- EXERCISE DESCRIPTION:
Rewrite the lines below as a numbered list, leaving out any blank lines.

++++++

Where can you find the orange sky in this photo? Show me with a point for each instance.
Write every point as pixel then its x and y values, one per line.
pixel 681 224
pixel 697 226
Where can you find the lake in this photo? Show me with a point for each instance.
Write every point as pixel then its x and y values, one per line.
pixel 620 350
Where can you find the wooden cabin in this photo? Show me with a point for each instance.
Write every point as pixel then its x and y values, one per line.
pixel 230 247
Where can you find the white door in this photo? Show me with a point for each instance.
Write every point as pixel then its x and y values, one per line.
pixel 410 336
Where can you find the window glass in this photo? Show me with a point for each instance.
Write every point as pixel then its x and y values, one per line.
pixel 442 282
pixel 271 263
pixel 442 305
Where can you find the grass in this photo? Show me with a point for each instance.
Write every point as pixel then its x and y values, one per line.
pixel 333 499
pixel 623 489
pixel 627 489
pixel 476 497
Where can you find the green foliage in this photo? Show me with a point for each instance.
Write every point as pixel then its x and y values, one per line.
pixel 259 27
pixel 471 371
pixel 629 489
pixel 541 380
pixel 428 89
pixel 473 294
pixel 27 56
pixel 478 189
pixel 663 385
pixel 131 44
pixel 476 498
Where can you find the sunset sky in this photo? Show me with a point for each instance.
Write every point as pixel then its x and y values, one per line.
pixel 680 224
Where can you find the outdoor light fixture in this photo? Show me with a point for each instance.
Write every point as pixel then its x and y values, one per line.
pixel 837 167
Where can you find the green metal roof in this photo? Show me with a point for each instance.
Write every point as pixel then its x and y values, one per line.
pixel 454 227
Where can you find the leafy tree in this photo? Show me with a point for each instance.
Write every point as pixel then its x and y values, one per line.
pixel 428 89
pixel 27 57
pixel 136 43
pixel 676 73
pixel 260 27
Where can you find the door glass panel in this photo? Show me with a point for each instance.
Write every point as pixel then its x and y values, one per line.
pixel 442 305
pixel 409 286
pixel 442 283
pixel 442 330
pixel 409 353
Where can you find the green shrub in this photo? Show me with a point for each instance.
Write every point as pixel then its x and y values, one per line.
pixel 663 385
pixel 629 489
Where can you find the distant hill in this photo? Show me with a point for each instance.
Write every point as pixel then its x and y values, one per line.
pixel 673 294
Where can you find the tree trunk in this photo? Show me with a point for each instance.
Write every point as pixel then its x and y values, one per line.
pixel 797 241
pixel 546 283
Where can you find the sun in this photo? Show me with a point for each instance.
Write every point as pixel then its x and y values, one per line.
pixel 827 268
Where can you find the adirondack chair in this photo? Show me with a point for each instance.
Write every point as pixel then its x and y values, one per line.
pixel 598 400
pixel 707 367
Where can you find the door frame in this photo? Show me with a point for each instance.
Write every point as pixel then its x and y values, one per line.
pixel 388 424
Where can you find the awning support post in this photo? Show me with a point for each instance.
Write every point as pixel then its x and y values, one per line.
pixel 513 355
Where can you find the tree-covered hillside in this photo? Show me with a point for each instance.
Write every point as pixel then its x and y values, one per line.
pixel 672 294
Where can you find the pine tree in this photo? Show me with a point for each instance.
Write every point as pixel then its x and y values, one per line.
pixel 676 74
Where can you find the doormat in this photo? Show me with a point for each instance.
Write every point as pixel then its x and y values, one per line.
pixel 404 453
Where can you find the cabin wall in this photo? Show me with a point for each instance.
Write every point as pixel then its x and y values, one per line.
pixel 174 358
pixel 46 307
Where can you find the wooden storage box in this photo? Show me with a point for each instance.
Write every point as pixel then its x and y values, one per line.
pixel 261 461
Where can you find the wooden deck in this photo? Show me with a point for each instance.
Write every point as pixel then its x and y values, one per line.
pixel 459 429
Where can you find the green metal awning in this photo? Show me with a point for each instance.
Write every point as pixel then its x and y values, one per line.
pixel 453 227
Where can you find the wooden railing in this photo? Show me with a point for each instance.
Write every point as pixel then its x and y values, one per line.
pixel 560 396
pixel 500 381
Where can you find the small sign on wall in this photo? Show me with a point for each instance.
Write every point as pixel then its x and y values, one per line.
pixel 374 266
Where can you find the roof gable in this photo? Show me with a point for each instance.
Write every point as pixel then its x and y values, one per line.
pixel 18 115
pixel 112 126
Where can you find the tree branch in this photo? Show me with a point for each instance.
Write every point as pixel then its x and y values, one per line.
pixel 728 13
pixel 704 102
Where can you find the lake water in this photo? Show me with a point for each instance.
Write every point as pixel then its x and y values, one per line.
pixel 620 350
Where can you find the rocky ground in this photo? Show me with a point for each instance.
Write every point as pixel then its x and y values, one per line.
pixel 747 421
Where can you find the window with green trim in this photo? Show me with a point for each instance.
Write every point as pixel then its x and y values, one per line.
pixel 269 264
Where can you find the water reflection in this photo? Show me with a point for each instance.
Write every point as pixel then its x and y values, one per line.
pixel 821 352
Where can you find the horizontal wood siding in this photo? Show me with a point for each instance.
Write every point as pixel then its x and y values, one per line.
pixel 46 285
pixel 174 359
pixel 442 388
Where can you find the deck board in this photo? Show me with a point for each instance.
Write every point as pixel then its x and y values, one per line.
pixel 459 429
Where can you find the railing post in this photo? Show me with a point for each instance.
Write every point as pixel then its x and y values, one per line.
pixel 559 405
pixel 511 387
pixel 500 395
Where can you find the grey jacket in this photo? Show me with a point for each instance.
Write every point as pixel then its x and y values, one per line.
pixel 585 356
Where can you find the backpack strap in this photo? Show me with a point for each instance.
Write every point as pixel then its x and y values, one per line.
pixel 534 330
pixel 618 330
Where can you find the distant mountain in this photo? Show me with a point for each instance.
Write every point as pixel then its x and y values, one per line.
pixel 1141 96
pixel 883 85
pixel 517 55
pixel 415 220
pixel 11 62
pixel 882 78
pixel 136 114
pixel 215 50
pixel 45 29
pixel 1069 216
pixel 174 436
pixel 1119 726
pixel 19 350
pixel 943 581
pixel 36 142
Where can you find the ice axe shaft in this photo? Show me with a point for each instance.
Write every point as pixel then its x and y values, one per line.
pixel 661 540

++++++

- EXERCISE RESULT:
1. Where can you find the orange sky in this photo? Show me with a point for each instance.
2. Write every point as pixel then its x and y values, one per line.
3. pixel 681 224
4. pixel 697 226
5. Where can you find the lake in this photo? Show me with a point for each instance.
6. Write every point as pixel then its x and y values, one per line.
7. pixel 620 350
8. Where can you find the wooden cabin in this photo? Show me with a point for each instance.
9. Write every point as pixel then its x and y values, one per line.
10. pixel 230 247
11. Where can you find the white door in this photo? Show me with a point for each instance.
12. Write every point as pixel then its x and y values, one per line.
13. pixel 410 336
14. Where can you find the window glass in this photo? Show me with a point for each instance.
15. Write every point as pixel then its x and y values, one per line.
16. pixel 442 282
17. pixel 271 263
18. pixel 442 305
19. Where can you find the grass in this photo? Show me with a point for each instance.
20. Write every point as pixel then its x and y values, one per line.
21. pixel 333 499
22. pixel 623 489
23. pixel 627 489
24. pixel 476 497
25. Where can you find the green foliage in this photo? Show me with a point for each instance.
26. Write every point as pixel then its x and y values, one per line.
27. pixel 259 27
28. pixel 471 371
29. pixel 629 489
30. pixel 541 380
31. pixel 428 89
32. pixel 473 294
33. pixel 27 56
34. pixel 478 189
35. pixel 663 385
36. pixel 131 44
37. pixel 476 498
38. Where can you find the sunset sky in this photo? Show me with a point for each instance.
39. Write every point as pixel then its x and y values, one per line.
40. pixel 680 224
41. Where can you find the outdoor light fixture in this photo? Show me with a point for each instance.
42. Write every point as pixel then its x and y values, one per line.
43. pixel 837 167
44. Where can you find the green metal roof in this photo? Show me with a point for each instance.
45. Write every point as pixel then its x and y values, one per line.
46. pixel 454 227
47. Where can you find the leafy tree in this photo? Show me with a point for each instance.
48. Write every point as pixel then its x and y values, one per line.
49. pixel 428 89
50. pixel 27 57
51. pixel 136 43
52. pixel 676 73
53. pixel 260 27
54. Where can you find the door glass panel in this photo? Show me with a point for each instance.
55. Write every point as pixel then its x and y values, one per line.
56. pixel 442 305
57. pixel 409 286
58. pixel 442 283
59. pixel 442 330
60. pixel 409 353
61. Where can you find the green shrub in this photo? Show me with a point for each instance.
62. Write every point as pixel then its x and y values, one per line.
63. pixel 663 385
64. pixel 629 489
65. Where can you find the distant hill in this photo? Show me with a point for each instance.
66. Write every point as pixel then its x and y values, one per line.
67. pixel 673 294
68. Where can you find the tree trunk in this photo? Show me with a point for each instance.
69. Write every point as pixel then its x and y values, one per line.
70. pixel 797 241
71. pixel 546 283
72. Where can you find the sun in this photo? Show me with a point for each instance.
73. Write every point as pixel then its x and y values, one per line.
74. pixel 827 268
75. Where can you find the adirondack chair in this photo? Show me with a point for each instance.
76. Write every point as pixel then its x and y values, one per line.
77. pixel 598 400
78. pixel 707 367
79. Where can you find the door frame in this photo? Show me with a point for each instance.
80. Write every point as pixel then its x and y values, one per line.
81. pixel 388 424
82. Where can you find the awning support post in this photo? Show me with a point for each instance.
83. Write every point as pixel then its x and y values, one per line.
84. pixel 513 355
85. Where can you find the tree-covered hillside in this photo? Show me with a point for each instance.
86. Write every point as pixel then its x and y values, one per line.
87. pixel 672 294
88. Where can you find the pine tree in this photo? Show me with a point for each instance.
89. Write every point as pixel then its x and y values, one per line.
90. pixel 676 74
91. Where can you find the doormat in this photo? Show me with a point for each instance.
92. Write every point as pixel then its x and y values, one per line.
93. pixel 404 453
94. Where can you find the cabin wall in this photo? Show me with a point for each instance.
95. Write every point as pixel then its x and y values, one per line.
96. pixel 174 358
97. pixel 46 307
98. Where can you find the wooden storage box in this photo? Show me with a point for each instance.
99. Write every point as pixel then its x and y values, one per line.
100. pixel 261 461
101. Where can you find the wooden deck in this photo? Show me with a point for each instance.
102. Write every point as pixel then its x and y values, one per line.
103. pixel 459 429
104. Where can you find the green metal awning in this photo? Show me with a point for each instance.
105. Write every point as pixel then its x and y values, one per line.
106. pixel 453 227
107. Where can you find the wooden railing in this photo? Show me with a point for each instance.
108. Write every point as pixel then its x and y values, one per line.
109. pixel 560 396
110. pixel 500 381
111. Where can you find the small sign on wall in this photo? Show me with a point for each instance.
112. Write every point as pixel then its x and y values, one per line.
113. pixel 374 266
114. Where can you find the roof gable in this photo? Show me with a point for each instance.
115. Write every point as pixel then its x and y values, one per line.
116. pixel 18 115
117. pixel 112 126
118. Where can you find the tree branch in this photo? Show me with a point for each instance.
119. Write every point as pixel then its x and y values, one per line.
120. pixel 728 13
121. pixel 704 102
122. Where can you find the lake water in this photo? Show me with a point for each instance.
123. Write every point as pixel then its x and y values, one per line.
124. pixel 620 350
125. Where can you find the rocky ground in this photo? Show me with a point for each instance.
126. Write every point as pixel then its x and y values, one per line.
127. pixel 747 421
128. Where can you find the window with green trim in this photo? Show me with a point for each instance.
129. Write every point as pixel then its x and y values, one per line.
130. pixel 269 264
131. Where can you find the water reflection in this photo? Show me with a point for each instance.
132. Write every point as pixel then its x and y values, one per line.
133. pixel 821 352
134. Where can you find the horizontal wood siding in this photo? Show me with a point for each instance.
135. Write every point as pixel then its x and y values, one per line.
136. pixel 46 285
137. pixel 174 359
138. pixel 442 388
139. Where can you find the deck board in this photo? Show me with a point for each instance.
140. Write every point as pixel then its x and y values, one per line.
141. pixel 459 429
142. Where can you find the railing post in this photo? Show me with a point for each instance.
143. Write every point as pixel then its x and y values, one per line.
144. pixel 559 405
145. pixel 511 387
146. pixel 500 395
147. Where can you find the grey jacket in this photo? Show me with a point for each instance.
148. Write every point as pixel then its x and y values, one per line.
149. pixel 585 356
150. Where can you find the backpack strap in this photo? Show me with a point for each instance.
151. Write every point as pixel then its x and y values, one per line.
152. pixel 534 330
153. pixel 618 330
154. Where can you find the distant mountain in this photo? Show me with a point for each instance.
155. Write every point as pixel then its x and y values, one per line.
156. pixel 1141 96
157. pixel 883 85
158. pixel 517 55
159. pixel 415 220
160. pixel 11 62
161. pixel 882 78
162. pixel 136 114
163. pixel 215 50
164. pixel 45 29
165. pixel 1069 216
166. pixel 174 436
167. pixel 1119 726
168. pixel 19 350
169. pixel 943 581
170. pixel 36 142
171. Where can you find the ice axe shaft in this photo? Show me with a point for each instance.
172. Write every point as pixel then its x and y values, one per line.
173. pixel 661 540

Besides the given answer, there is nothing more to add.